Entries drawn from a collection
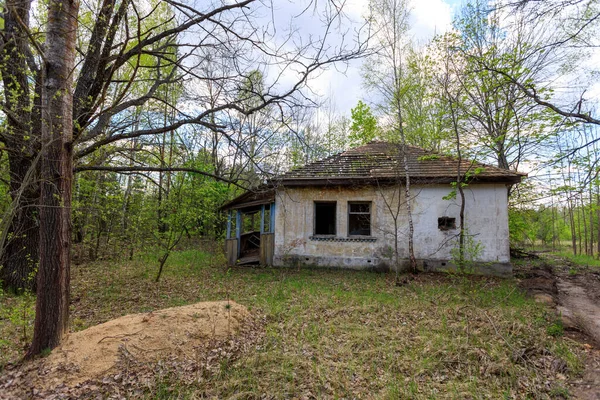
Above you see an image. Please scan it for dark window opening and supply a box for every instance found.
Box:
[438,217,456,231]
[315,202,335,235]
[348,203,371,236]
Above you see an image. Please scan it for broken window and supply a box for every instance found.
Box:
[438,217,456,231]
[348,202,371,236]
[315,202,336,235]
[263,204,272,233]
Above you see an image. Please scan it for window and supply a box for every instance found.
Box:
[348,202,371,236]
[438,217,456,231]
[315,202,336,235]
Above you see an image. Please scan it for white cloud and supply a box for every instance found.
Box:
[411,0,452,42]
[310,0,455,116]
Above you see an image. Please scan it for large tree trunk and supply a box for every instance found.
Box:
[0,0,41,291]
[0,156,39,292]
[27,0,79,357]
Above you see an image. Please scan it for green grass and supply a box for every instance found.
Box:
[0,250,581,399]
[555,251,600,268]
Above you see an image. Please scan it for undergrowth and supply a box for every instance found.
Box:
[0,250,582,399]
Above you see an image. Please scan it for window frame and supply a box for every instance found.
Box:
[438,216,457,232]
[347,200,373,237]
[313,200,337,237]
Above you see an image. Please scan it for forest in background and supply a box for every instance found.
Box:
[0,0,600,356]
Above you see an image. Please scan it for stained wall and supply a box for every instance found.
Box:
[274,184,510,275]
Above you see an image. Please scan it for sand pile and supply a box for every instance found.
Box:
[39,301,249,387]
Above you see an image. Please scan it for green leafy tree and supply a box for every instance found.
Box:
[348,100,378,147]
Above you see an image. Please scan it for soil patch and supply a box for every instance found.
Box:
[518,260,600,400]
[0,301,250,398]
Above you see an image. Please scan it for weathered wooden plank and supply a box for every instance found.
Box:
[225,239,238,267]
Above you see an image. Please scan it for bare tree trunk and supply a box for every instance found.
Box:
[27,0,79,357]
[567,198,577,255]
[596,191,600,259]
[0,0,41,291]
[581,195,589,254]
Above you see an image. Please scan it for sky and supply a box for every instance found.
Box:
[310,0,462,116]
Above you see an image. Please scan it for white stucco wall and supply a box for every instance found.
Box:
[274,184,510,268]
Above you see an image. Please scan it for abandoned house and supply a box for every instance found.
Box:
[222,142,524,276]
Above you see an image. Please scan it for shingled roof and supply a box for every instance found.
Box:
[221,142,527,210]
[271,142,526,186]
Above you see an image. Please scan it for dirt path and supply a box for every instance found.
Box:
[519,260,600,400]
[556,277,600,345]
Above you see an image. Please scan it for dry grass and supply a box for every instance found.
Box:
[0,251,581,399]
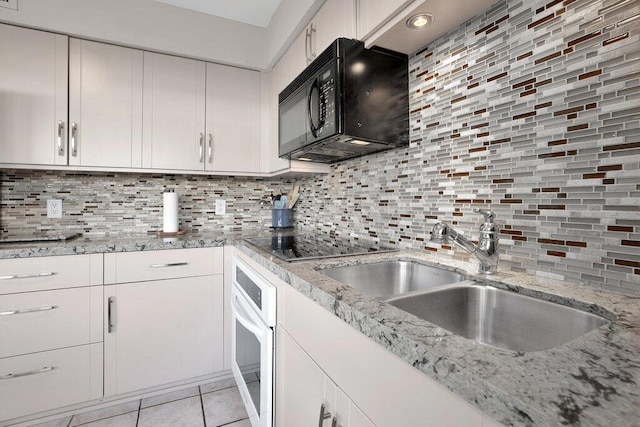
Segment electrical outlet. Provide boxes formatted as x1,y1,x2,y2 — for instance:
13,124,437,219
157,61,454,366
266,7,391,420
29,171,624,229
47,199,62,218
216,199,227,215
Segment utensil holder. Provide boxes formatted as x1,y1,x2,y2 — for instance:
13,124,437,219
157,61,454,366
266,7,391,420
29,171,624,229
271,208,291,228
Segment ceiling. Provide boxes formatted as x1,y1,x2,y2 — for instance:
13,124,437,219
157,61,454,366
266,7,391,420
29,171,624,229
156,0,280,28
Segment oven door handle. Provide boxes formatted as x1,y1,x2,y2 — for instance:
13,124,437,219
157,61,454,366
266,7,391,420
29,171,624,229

◆ Do this ◆
Can you give the listing above as a JSON list of strings, with one string per line? Leave out blank lines and the picture lines.

◆ Worked answer ◆
[
  "Above you see an image. Please scan it for dark window opening and supply a box for every instance found.",
  "Box:",
  "[438,217,456,231]",
  "[315,202,335,235]",
  "[348,203,371,236]",
  "Above you see an image. Please scan it for broken window and supply a box for every instance found.",
  "Box:",
  "[438,217,456,231]",
  "[348,202,371,236]",
  "[315,202,336,235]",
  "[263,204,272,233]",
  "Above you see an image. Please scan it for window and supply a box for every instance found.",
  "Box:",
  "[348,202,371,236]",
  "[438,217,456,231]",
  "[315,202,336,235]",
  "Above you see an image. Please scan it for white cloud and supply a box for every instance found.",
  "Box:",
  "[411,0,452,42]",
  "[310,0,455,116]",
  "Above you see an image. Please scan it for large tree trunk and supply a box for every instance found.",
  "Box:",
  "[0,0,41,291]",
  "[0,156,39,292]",
  "[27,0,79,357]",
  "Above you see an image. Please scan it for green grass and supply a box for every instance found.",
  "Box:",
  "[0,250,581,399]",
  "[555,251,600,268]",
  "Above you see an image. Please scan it for undergrowth and supply a box for every instance found.",
  "Box:",
  "[0,250,582,399]",
  "Above you see an image. Please scan it for window frame and supply a box for every instance found.",
  "Box:",
  "[438,216,457,232]",
  "[347,200,373,237]",
  "[313,200,337,237]",
  "Above you see an image. Please scan it for forest in background and supply a box for every instance found.",
  "Box:",
  "[0,0,600,356]",
  "Above you see an image. Please scan it for stained wall and supply a box for every instance found.",
  "Box:",
  "[274,184,510,275]",
  "Above you see an image. Please scan it for sand pile and supply a box for every instance found.",
  "Box:",
  "[39,301,249,387]",
  "Above you see an image. Please scan it for green leafy tree and supply a box for every instance found.",
  "Box:",
  "[348,100,378,147]",
  "Above you see an image. Please scan it for soil patch and supply a box for every instance found.",
  "Box:",
  "[518,260,600,400]",
  "[0,301,250,398]",
  "Above you see an image. Please scan it for weathered wooden plank and supply a box for every instance found.",
  "Box:",
  "[225,239,238,267]",
  "Above you see an image. Please scan it for bare tree trunk and supply a box for every instance found.",
  "Box:",
  "[27,0,79,357]",
  "[567,198,577,255]",
  "[596,191,600,259]",
  "[0,0,41,291]",
  "[581,195,589,254]",
  "Above you see an image. Please scan it for sky and supply a box for every instance found.",
  "Box:",
  "[310,0,462,116]",
  "Above you see an image. Please scan it for white stucco wall and supply a box for every instance found.",
  "Box:",
  "[274,184,510,268]",
  "Above you see an image. Please scan it for abandoned house and supply a box for every instance found.",
  "Box:",
  "[222,142,524,276]",
  "Above you see an image. Please scan it for shingled roof and supply a box for every instance found.",
  "Box:",
  "[221,142,527,210]",
  "[271,142,526,186]",
  "Above you see an image. Please scan it for dirt path and supply a box for every instance found.",
  "Box:",
  "[519,260,600,400]",
  "[556,277,600,345]",
  "Above you see an image. Please scan it for dry grass and supply a box for every instance found.",
  "Box:",
  "[0,251,581,399]",
  "Segment electrical outlet. Provide boxes formatted as x1,y1,x2,y2 — for instance:",
  "13,124,437,219",
  "157,61,454,366",
  "266,7,391,420",
  "29,171,624,229",
  "47,199,62,218",
  "216,199,227,215",
  "Segment utensil holder. Provide boxes formatted as x1,y1,x2,y2 — for instance:",
  "13,124,437,219",
  "157,61,454,366",
  "266,7,391,420",
  "29,171,624,229",
  "271,208,291,228",
  "Segment ceiling. Provide boxes formatted as x1,y1,x2,y2 — for instance:",
  "13,124,437,219",
  "157,61,454,366",
  "266,7,391,420",
  "29,171,624,229",
  "156,0,280,28",
  "Segment oven door handle. Provide boxes formatted as x1,y1,x2,y2 — for instance:",
  "13,124,437,219",
  "157,61,454,366",
  "266,7,391,420",
  "29,171,624,229"
]